--- begin Source text ---
Stop the World and Meld with You

Posted in Latest Developments on July 8, 2016

By Sam Stoddard

Sam Stoddard came to Wizards of the Coast as an intern in May 2012. He is currently a game designer working on final design and development for Magic: The Gathering.

It's the last Friday of previews, and the entire Eldritch Moon Card Image Gallery can be found on our website. Take some time to look through the set—there is plenty of awesome stuff in there, and I hope everyone finds some cards they are excited to play with.

Today, I want to talk about the most notable aspect of Eldritch Moon—meld cards. Both Ken Nagle and Mark Rosewater talked a lot about how they came to be in the design process, but as you may have noticed, the final versions of the cards are very different than the original cards submitted. Let's look at the process these cards went through to get to their final iterations.

Double Trouble

The first thing development needed to do when working on these cards was to figure out just how many would appear in the set. They are the flashiest thing to show off the transformation of things into Eldrazi, but realistically, they are just not going to happen as frequently as regular transform cards in Limited. We wanted to introduce this awesome and flashy mechanic, but if it reduced the total amount of transforming in Eldritch Moon-Eldritch Moon-Shadows over Innistrad Limited to a fractional amount per game, then I think it would take away a lot of what makes Innistrad cool and unique.
--- end Source text ---
--- begin Given records ---
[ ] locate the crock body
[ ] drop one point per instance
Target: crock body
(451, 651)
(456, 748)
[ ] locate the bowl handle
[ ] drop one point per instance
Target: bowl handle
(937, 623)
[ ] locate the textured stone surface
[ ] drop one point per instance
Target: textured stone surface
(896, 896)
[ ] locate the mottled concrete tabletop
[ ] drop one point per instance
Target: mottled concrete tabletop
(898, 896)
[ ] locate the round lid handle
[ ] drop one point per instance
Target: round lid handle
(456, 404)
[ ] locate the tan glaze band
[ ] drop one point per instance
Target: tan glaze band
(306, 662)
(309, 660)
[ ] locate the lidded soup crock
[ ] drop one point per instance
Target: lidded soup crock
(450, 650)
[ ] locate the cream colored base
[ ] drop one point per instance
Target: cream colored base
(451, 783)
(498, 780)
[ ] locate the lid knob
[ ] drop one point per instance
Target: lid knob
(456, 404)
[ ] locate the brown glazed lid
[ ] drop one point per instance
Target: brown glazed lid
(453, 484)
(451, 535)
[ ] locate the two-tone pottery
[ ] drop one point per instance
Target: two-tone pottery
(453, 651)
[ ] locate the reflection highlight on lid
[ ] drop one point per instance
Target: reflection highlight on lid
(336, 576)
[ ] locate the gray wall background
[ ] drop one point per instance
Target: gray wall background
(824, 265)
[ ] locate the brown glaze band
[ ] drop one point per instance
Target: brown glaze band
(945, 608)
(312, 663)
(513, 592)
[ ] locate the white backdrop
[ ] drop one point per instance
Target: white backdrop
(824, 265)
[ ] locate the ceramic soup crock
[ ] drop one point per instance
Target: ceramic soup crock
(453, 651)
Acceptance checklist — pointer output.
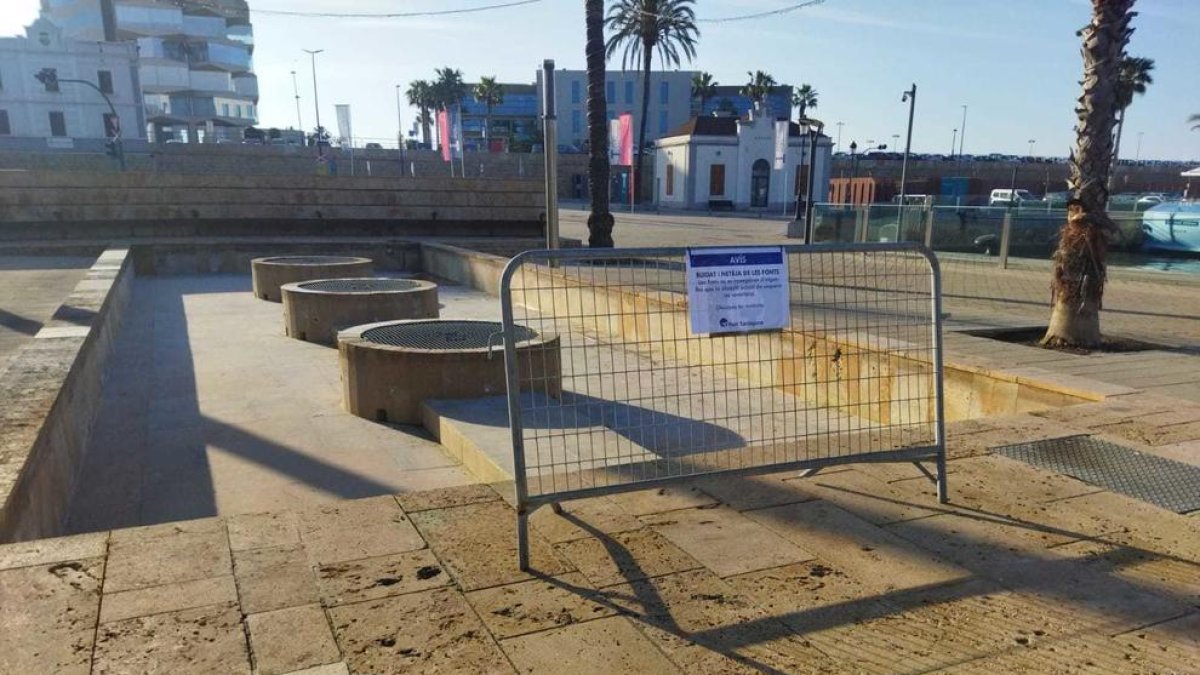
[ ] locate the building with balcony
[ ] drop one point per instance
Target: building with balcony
(670, 101)
(514, 123)
(195, 64)
(66, 114)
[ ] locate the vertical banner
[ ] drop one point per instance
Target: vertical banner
(781, 130)
(343, 124)
(627, 138)
(444, 135)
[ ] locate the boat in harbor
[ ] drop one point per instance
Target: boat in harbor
(1173, 227)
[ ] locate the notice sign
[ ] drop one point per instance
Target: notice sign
(737, 290)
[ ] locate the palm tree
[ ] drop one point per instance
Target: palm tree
(420, 96)
(642, 28)
(1134, 79)
(1079, 267)
(703, 88)
(600, 220)
(759, 87)
(804, 97)
(490, 94)
(448, 88)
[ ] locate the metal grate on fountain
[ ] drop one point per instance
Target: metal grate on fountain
(444, 334)
(360, 285)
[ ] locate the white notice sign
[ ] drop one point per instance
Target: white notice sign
(737, 290)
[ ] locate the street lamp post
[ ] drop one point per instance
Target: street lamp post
(400, 131)
(295, 93)
(963, 132)
(911, 99)
(316, 101)
(49, 76)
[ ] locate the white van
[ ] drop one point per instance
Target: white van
(1009, 197)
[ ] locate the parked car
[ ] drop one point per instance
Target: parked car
(1009, 197)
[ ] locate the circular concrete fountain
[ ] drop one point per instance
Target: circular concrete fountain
(317, 310)
(390, 368)
(269, 274)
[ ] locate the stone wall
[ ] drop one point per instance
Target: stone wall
(51, 205)
(51, 394)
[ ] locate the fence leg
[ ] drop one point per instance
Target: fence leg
(522, 538)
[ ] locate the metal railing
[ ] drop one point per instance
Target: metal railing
(641, 400)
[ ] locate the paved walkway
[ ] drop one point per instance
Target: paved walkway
(855, 571)
(31, 287)
(208, 408)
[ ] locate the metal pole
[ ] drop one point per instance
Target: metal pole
(400, 132)
(295, 91)
(815, 127)
(911, 96)
(963, 131)
(550, 133)
(316, 100)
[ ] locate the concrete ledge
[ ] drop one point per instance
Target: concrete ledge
(49, 396)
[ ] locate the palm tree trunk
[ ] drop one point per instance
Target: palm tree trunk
(1116, 150)
(647, 61)
(1079, 270)
(600, 220)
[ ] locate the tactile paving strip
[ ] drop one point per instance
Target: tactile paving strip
(444, 334)
(1170, 484)
(359, 285)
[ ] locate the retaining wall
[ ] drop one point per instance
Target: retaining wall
(49, 396)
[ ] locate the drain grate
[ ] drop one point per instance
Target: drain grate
(312, 260)
(360, 285)
(1170, 484)
(444, 334)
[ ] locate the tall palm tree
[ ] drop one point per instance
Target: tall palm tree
(490, 94)
(703, 88)
(1134, 79)
(448, 88)
(804, 97)
(1079, 266)
(759, 87)
(420, 96)
(600, 220)
(642, 28)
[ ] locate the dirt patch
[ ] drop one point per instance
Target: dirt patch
(1031, 336)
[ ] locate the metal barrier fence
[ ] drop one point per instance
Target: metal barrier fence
(645, 393)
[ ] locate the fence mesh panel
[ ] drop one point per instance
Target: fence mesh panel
(642, 400)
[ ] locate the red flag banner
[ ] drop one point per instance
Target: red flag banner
(444, 133)
(625, 138)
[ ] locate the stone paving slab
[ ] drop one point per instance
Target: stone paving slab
(1023, 569)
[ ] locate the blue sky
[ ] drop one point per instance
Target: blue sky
(1014, 63)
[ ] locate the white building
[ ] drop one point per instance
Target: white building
(196, 61)
(717, 161)
(670, 101)
(33, 111)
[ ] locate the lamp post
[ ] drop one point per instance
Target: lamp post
(911, 99)
(815, 129)
(49, 77)
(316, 101)
(295, 93)
(400, 131)
(963, 132)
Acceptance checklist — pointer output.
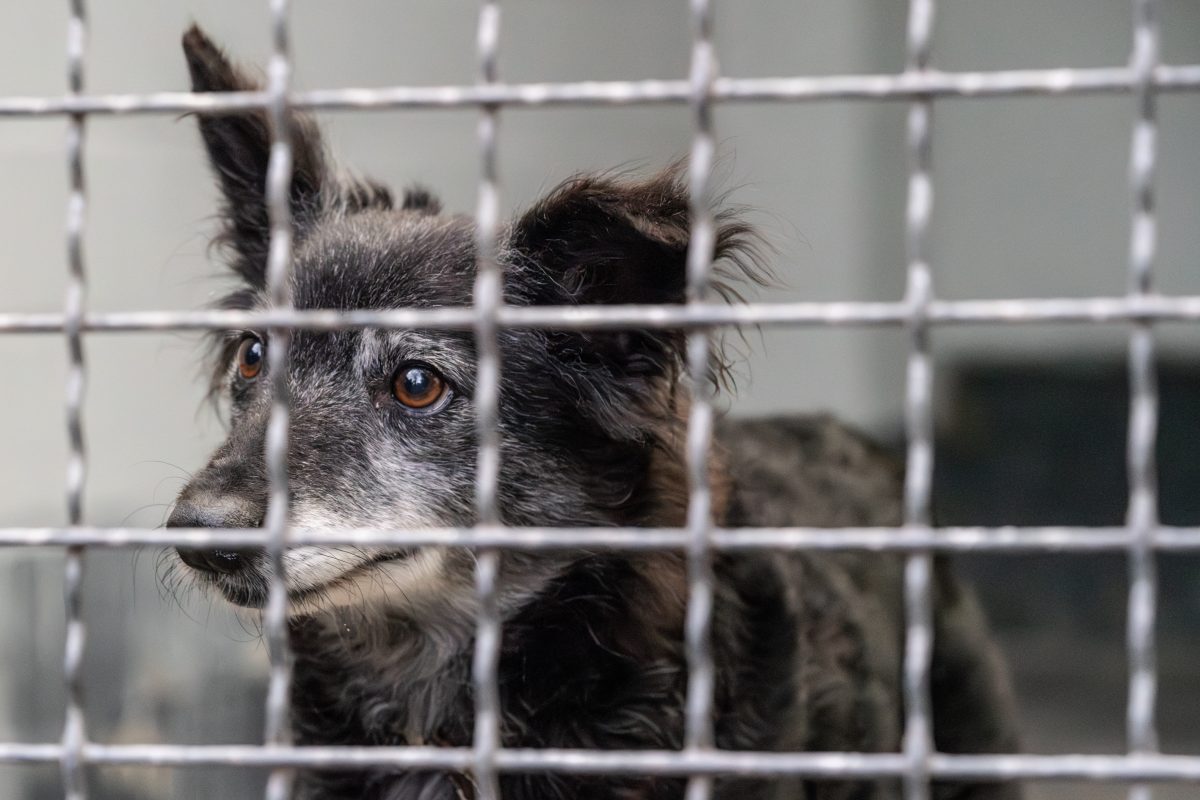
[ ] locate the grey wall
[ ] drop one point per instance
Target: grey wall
(1031, 200)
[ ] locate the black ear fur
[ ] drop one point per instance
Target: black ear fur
(601, 239)
(239, 149)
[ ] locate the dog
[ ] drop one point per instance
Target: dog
(808, 647)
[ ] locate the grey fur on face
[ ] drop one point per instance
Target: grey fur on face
(807, 647)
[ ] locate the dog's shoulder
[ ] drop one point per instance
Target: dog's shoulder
(808, 470)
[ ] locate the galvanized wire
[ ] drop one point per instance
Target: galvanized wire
(1143, 511)
(900, 540)
(279, 290)
(906, 86)
(921, 85)
(489, 296)
(1025, 311)
(918, 734)
(75, 728)
(701, 248)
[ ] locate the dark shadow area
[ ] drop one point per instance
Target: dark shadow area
(1045, 445)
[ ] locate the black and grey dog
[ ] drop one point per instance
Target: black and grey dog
(807, 645)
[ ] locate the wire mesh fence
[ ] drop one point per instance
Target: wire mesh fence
(919, 85)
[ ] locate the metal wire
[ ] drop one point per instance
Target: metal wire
(279, 290)
(701, 247)
(946, 540)
(1143, 511)
(489, 296)
(935, 84)
(918, 734)
(1180, 308)
(75, 728)
(919, 312)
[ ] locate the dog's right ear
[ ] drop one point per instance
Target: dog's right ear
(239, 146)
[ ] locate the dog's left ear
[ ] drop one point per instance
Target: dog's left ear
(239, 146)
(604, 240)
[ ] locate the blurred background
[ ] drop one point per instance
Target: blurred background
(1031, 202)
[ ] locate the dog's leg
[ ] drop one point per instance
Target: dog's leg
(973, 707)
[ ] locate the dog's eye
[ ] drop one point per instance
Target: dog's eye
(251, 354)
(419, 388)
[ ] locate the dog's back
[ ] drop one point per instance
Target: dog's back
(814, 471)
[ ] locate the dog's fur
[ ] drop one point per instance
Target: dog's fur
(807, 645)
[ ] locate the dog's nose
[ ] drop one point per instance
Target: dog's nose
(217, 561)
(205, 510)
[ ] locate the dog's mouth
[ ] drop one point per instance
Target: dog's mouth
(251, 587)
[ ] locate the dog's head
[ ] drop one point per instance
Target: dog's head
(383, 422)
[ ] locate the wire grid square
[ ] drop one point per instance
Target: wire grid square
(919, 311)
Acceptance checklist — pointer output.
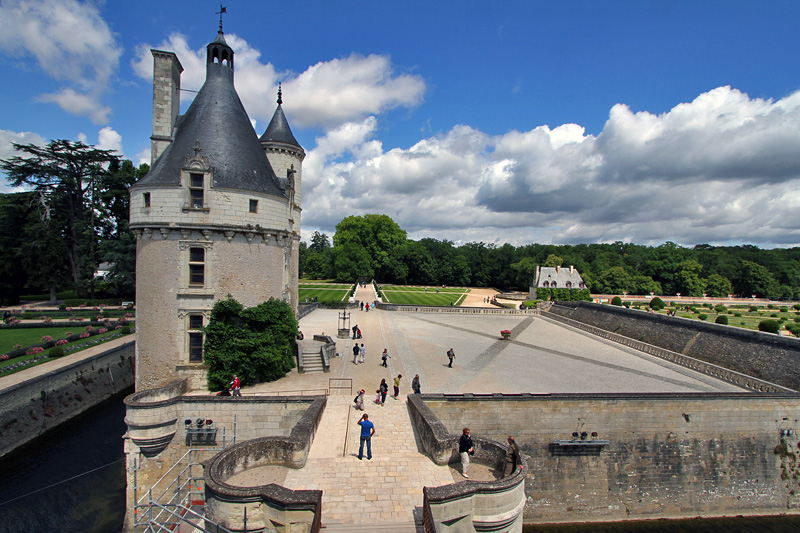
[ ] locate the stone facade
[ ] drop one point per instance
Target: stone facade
(668, 455)
(212, 218)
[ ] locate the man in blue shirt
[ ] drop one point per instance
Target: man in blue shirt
(367, 431)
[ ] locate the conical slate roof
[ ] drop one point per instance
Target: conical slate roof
(218, 124)
(278, 130)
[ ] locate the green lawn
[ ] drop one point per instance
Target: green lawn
(442, 299)
(458, 290)
(748, 320)
(29, 336)
(324, 293)
(90, 342)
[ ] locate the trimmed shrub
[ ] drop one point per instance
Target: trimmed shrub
(56, 351)
(769, 326)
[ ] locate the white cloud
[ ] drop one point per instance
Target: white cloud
(327, 94)
(7, 149)
(108, 139)
(723, 168)
(71, 43)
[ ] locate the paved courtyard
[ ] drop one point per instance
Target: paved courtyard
(542, 356)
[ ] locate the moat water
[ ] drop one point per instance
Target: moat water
(70, 480)
(73, 480)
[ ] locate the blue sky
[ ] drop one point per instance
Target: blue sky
(518, 122)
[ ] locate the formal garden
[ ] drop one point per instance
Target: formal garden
(30, 337)
(772, 318)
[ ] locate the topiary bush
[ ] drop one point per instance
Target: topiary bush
(769, 326)
(56, 351)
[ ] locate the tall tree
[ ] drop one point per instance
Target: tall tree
(69, 178)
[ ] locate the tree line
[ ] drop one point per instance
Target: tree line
(374, 246)
(72, 217)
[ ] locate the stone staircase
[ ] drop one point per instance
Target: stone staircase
(312, 363)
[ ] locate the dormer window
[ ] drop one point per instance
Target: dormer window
(196, 190)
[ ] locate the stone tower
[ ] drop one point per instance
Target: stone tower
(211, 217)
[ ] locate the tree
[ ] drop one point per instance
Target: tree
(378, 235)
(718, 286)
(69, 178)
(256, 344)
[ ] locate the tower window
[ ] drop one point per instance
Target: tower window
(196, 190)
(195, 338)
(197, 267)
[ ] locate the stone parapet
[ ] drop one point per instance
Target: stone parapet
(467, 505)
(765, 356)
(266, 506)
(666, 455)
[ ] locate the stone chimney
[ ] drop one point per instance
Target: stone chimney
(166, 100)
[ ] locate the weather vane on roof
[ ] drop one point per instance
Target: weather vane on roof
(221, 11)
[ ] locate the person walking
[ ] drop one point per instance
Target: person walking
(512, 457)
(397, 385)
(367, 431)
(359, 400)
(236, 386)
(384, 388)
(465, 449)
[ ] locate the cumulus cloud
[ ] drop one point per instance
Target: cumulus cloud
(724, 168)
(71, 43)
(326, 95)
(108, 139)
(7, 150)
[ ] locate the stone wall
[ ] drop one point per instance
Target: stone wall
(156, 437)
(30, 408)
(668, 455)
(763, 355)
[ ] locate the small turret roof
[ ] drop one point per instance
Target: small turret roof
(278, 130)
(217, 123)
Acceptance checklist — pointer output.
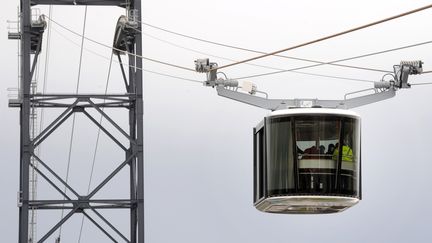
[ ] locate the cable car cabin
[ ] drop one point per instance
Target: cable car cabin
(307, 161)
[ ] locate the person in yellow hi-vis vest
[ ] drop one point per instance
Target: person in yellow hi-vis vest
(346, 179)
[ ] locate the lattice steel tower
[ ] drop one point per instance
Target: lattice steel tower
(127, 40)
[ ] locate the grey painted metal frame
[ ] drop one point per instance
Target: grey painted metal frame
(71, 103)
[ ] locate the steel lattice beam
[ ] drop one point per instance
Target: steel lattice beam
(71, 103)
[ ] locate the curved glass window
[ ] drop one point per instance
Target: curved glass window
(312, 155)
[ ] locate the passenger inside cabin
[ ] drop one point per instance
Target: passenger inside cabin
(330, 149)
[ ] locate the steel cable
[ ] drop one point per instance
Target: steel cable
(122, 51)
(128, 65)
(340, 60)
(259, 52)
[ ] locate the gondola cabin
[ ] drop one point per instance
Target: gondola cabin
(307, 161)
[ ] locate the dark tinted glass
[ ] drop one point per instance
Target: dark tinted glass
(316, 155)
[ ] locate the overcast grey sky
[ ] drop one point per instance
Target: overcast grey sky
(198, 146)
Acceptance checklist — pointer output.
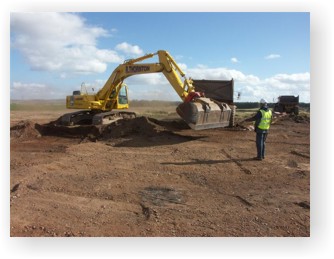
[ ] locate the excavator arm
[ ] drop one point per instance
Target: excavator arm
(199, 112)
(166, 65)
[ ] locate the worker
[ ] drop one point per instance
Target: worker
(263, 119)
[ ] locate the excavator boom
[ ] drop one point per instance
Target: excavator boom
(196, 110)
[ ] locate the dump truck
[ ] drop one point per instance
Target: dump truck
(287, 104)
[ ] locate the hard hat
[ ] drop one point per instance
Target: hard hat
(263, 101)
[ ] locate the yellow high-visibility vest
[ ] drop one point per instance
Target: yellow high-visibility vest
(265, 120)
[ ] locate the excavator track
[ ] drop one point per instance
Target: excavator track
(87, 117)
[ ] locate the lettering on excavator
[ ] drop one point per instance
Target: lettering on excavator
(135, 69)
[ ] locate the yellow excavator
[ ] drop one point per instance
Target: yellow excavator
(109, 102)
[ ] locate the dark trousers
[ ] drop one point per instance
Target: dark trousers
(261, 143)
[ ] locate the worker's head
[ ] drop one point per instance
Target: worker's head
(263, 103)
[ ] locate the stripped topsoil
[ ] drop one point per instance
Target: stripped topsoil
(148, 177)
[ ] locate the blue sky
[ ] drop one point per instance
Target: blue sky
(267, 54)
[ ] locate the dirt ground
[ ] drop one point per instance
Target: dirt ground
(145, 177)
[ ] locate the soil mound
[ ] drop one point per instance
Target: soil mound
(24, 129)
(143, 126)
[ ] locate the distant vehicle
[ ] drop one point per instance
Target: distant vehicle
(288, 104)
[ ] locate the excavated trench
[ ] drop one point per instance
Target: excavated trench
(140, 126)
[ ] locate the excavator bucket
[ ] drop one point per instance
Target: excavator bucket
(205, 113)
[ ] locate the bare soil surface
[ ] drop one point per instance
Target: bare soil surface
(146, 177)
--- end Given records ---
**What is asked**
**A.** According to the article on meld cards, why did development need to settle how many meld cards would appear in the set? Answer in one to three sentences.
**B.** From the article on meld cards, copy the passage from "Today, I want" to "their final iterations.".
**C.** Summarize the article on meld cards in two sentences.

**Outputs in order**
**A.** Meld cards won't happen as often as regular transform cards in Limited. If too many replaced regular transform cards, the total amount of transforming per game could drop to a fraction, which would take away much of what makes Innistrad cool and unique.

**B.**
Today, I want to talk about the most notable aspect of Eldritch Moon—meld cards. Both Ken Nagle and Mark Rosewater talked a lot about how they came to be in the design process, but as you may have noticed, the final versions of the cards are very different than the original cards submitted. Let's look at the process these cards went through to get to their final iterations.

**C.** On the last Friday of previews, with the full Eldritch Moon Card Image Gallery online, Sam Stoddard turns to meld cards, whose final versions differ greatly from the originals submitted in design. Development's first task was deciding how many meld cards to include, since they occur less often than regular transform cards in Limited and too many could cut the total amount of transforming per game to a fraction.